● **CONSIGNE**
Reprenez l'article sur les militants de Raqqa juste après sa dernière phrase et prolongez-le.

● **EXTRAIT CHOISI**
Raqqa : «Nous sommes anti-régime et anti-Daech»

Par Benjamin Barthe (Gaziantep/Turquie)

Une poignée de militants envoient clandestinement nouvelles et images de Raqqa, le fief de la milice djihadiste

Raqqa bouge encore. Dans la capitale syrienne de l’Etat islamique (EI), une poignée de militants syriens continue de dire non à l’ordre djihadiste. Armés d’un téléphone portable et d’une connexion Internet, ces risque-tout d’une vingtaine d’années s’entêtent à défier le silence médiatique imposé par les hommes au drapeau noir. Vidéos d’exécutions, photos des sites bombardés par l’aviation américaine, images d’une ville exsangue, désertée par sa population… Les pages Twitter, Facebook et YouTube qu’ils gèrent clandestinement, sous le label «Raqqa se fait massacrer en silence», racontent les dessous du «paradis» panislamiste promu par la propagande de l’EI.

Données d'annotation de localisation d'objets
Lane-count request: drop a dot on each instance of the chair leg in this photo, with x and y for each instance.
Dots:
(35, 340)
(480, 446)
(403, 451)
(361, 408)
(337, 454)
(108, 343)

● **RÉSULTAT CI-DESSOUS**
Fin octobre, à la faveur de l’obscurité, ces rebelles se sont même filmés, le visage encagoulé, en train de taguer «A bas Daech» (l’acronyme arabe de l’organisation) sur des murs de leur ville. Un geste d’insoumission qu’ils pourraient payer très cher s’ils venaient à être démasqués. Peu après le lancement de leur campagne, à la fin avril, un prêcheur de la ville a officiellement appelé au meurtre de ces «apostats». L’un d’eux, un étudiant de 21 ans, Mu’taz Ibrahim, arrêté en possession de matériel vidéo, a été tué quelques jours plus tard. «Nous sommes des militants révolutionnaires, anti-régime et anti-Daech, raconte Abou Ward al-Rakkaoui, le pseudonyme d’un des militants, joint sur place par Skype. Depuis que l’Etat islamique a pris le contrôle de la ville en janvier, notre rôle consiste à exposer ses crimes.»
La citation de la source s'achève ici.